Please copy the Ironman blog text word for word, everything from "Thank you to" down to "of their races.".

*Selected passage*

┌──

The only time I started wanting to finish the Ironman was as my amazing day unfolded in front of me. I will not pretend I was not terrified or felt completely out of my depth as an athlete compared to most other people. I wont say that I was not in a lot of pain too but what overrode it was the trip. The journey of that day in the sea and on my bike and on that long run was just amazing. I actually loved every single second of it. Ironman is a sensory , emotional , physical and mental experience like none other. Everyone is out there driven by something. Everyone is pushing themselves so hard you can feel it and to be part of all that energy even as the lone ranger close to the back is like none other. My coach said to me that Ironman is about you being empowered to see that anything is possible, well she was not wrong.

The only thing is Ironman France has 10km or more belonging to me. As I took off in the plane over the promenade today I looked down on to the marathon route and I said I will be back. Last night I lay with a cold heinekin can in place of ice on my knee as Shu said the ice machine was well and truly cleared out. Suprise suprise! As I lay there I said never ever again, but as every good defeat you wake up the next day feeling stronger.  I replied to one of Helen's emails just before deciding to write my blog before sleep and I thanked her for all of their support. I also said that it had been so inspiring hearing all the team members stories. I told her that I will be going back to Nice in 2013 in exactly the same tri vest  racing for LIVESTRONG and both raising funds and trying to get that last 10km or so for my medal. More than ever now I want to keep racing for LIVESTRONG and more than ever I want to keep racing Ironman. What ever happens in the future Team LIVESTRONG Ironman will keep getting stronger as a team both in Honor of the ultimate athlete and cancer survivor Lance Armstrong and also to keep raising funds for the LIVESTRONG mission to serve the 28 million living with cancer. I have a feeling that there are a lot more potential team LIVESTRONG Ironmen out there!

Thank you to every single person who supported me in my dream to be a member of Team LIVESTRONG Ironman and most especially to all my donors. As in the absolute bigger picture we are all out there supporting the 28 million living and fighting cancer every day of their lives.


Thursday, 14 June 2012

I really do not want to race in France with no Lance...



I have felt sick since I heard the news yesterday that the WTC (world Triathlon Corporation) have banned Lance Armstrong from competing in next Sunday’s Iron man France in Nice on June 24th. Due to the allegations that USADA are bringing against Lance the WTC have said that this makes him ineligible to compete in any of their races.

└──

*Supplied entries*
┌──

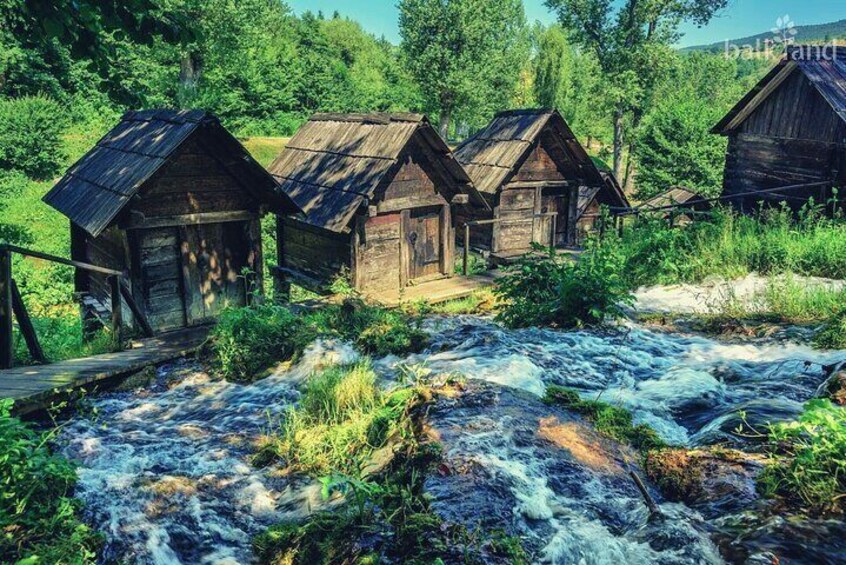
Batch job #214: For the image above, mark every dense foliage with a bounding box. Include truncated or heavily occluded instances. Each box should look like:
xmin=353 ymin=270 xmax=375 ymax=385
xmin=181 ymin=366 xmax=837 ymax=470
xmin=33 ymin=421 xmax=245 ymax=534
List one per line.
xmin=399 ymin=0 xmax=529 ymax=137
xmin=0 ymin=399 xmax=100 ymax=565
xmin=0 ymin=96 xmax=64 ymax=179
xmin=610 ymin=205 xmax=846 ymax=286
xmin=760 ymin=400 xmax=846 ymax=512
xmin=496 ymin=239 xmax=633 ymax=328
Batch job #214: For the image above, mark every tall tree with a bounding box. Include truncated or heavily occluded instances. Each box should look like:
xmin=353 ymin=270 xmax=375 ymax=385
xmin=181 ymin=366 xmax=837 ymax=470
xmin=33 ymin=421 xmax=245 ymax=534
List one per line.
xmin=546 ymin=0 xmax=728 ymax=178
xmin=399 ymin=0 xmax=529 ymax=137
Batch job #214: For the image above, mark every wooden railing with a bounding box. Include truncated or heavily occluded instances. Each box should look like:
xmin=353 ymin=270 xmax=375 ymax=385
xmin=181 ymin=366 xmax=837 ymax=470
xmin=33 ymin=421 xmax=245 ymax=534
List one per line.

└──

*Exercise output*
Thank you to every single person who supported me in my dream to be a member of Team LIVESTRONG Ironman and most especially to all my donors. As in the absolute bigger picture we are all out there supporting the 28 million living and fighting cancer every day of their lives.


Thursday, 14 June 2012

I really do not want to race in France with no Lance...



I have felt sick since I heard the news yesterday that the WTC (world Triathlon Corporation) have banned Lance Armstrong from competing in next Sunday’s Iron man France in Nice on June 24th. Due to the allegations that USADA are bringing against Lance the WTC have said that this makes him ineligible to compete in any of their races.